Region pointing data:

# # #

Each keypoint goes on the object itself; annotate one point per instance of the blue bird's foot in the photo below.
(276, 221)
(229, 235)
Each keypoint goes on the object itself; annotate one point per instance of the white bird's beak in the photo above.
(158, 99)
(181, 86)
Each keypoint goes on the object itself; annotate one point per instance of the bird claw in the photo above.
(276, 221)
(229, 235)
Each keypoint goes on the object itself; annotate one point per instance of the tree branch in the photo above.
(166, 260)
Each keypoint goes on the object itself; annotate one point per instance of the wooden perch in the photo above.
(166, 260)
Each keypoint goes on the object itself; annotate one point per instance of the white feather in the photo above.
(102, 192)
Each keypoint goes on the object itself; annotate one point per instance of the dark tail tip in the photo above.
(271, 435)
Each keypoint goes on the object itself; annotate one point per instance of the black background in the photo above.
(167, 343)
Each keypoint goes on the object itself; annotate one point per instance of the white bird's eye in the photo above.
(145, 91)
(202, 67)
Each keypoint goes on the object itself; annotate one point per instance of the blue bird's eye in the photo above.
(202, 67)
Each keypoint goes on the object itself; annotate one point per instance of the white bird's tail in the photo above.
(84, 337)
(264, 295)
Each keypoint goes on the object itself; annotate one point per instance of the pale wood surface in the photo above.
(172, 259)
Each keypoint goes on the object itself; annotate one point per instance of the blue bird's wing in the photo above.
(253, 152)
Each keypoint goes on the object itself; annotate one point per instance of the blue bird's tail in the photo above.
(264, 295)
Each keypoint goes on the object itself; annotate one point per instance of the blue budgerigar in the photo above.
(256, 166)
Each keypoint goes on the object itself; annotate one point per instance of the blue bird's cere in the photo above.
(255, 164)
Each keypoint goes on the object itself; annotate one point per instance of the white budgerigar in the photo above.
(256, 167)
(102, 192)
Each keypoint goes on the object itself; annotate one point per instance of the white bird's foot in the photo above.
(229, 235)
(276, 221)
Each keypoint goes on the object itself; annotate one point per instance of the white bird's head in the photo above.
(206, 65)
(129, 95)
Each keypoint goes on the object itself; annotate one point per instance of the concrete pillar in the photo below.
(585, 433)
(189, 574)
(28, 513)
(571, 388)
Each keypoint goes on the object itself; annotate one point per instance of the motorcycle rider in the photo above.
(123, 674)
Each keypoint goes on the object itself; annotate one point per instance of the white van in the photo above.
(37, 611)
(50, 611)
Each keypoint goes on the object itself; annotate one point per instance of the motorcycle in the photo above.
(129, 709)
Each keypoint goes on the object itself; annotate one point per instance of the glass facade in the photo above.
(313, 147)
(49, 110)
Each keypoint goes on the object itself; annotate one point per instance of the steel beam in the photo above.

# # #

- YOUR GOAL
Exactly as shown above, write out all the records.

- EXERCISE RESULT
Each keypoint goes on the object itself; annotate one point per instance of the blue bird's foot in the photo below.
(276, 221)
(229, 235)
Each keypoint goes on the object itself; annotate one point per instance of the white bird's beak in the photo above.
(158, 99)
(181, 86)
Each keypoint goes on the object itself; annotate one point per instance of the bird claw in the photo above.
(276, 221)
(229, 235)
Each keypoint goes on the object itself; annotate one point per instance of the tree branch in the photo above.
(166, 260)
Each keypoint goes on the object itself; annotate one point per instance of the wooden perch in the photo above.
(166, 260)
Each keypoint goes on the object itself; annotate one point per instance of the white feather in the photo above.
(102, 192)
Each keypoint goes on the object itself; annotate one point per instance of the dark tail tip in the photo above.
(271, 435)
Each keypoint goes on the object itself; annotate one point per instance of the black background in the photo above.
(167, 343)
Each keypoint goes on the object itself; annotate one point per instance of the white bird's eye in the photo above.
(145, 91)
(202, 67)
Each keypoint goes on the object itself; annotate one point per instance of the blue bird's eye in the photo above.
(202, 67)
Each keypoint goes on the object itself; annotate one point per instance of the white bird's tail in the photo above.
(84, 337)
(264, 295)
Each keypoint goes on the object itself; annotate one point per instance of the pale wood surface in the photo above.
(172, 259)
Each keypoint goes on the object itself; annotate one point per instance of the blue bird's wing in the photo above.
(253, 152)
Each keypoint goes on the object itself; annotate one point per instance of the blue bird's tail in the photo above.
(264, 295)
Each keypoint goes on the object itself; annotate one point per instance of the blue budgerigar in the photo above.
(256, 166)
Each keypoint goes on the object itself; annotate one point per instance of the blue bird's cere in the photo above.
(255, 164)
Each keypoint goes on the object itself; annotate one point per instance of the white budgerigar in the photo above.
(256, 167)
(102, 192)
Each keypoint goes on the object itself; annotate one point per instance of the white bird's foot in the photo above.
(229, 235)
(276, 221)
Each keypoint goes on the object itself; annotate one point per instance of the white bird's head in the photo above.
(206, 65)
(129, 95)
Each keypoint goes on the object itself; annotate one point per instance of the concrete pillar in the photo below.
(585, 433)
(189, 574)
(28, 513)
(571, 388)
Each keypoint goes on the object itself; annotate one point per instance of the motorcycle rider in the photo above.
(123, 674)
Each keypoint goes on the object itself; annotate one point per instance of the white van in the photo above.
(37, 611)
(50, 611)
Each keypoint goes on the object itself; annotate one point per instance of the motorcycle in the photo above.
(129, 709)
Each keypoint goes on the object itself; annotate one point per instance of the glass facade in the photo above.
(313, 147)
(49, 110)
Each keypoint goes on the object itself; annotate one point per instance of the steel beam in the photo above.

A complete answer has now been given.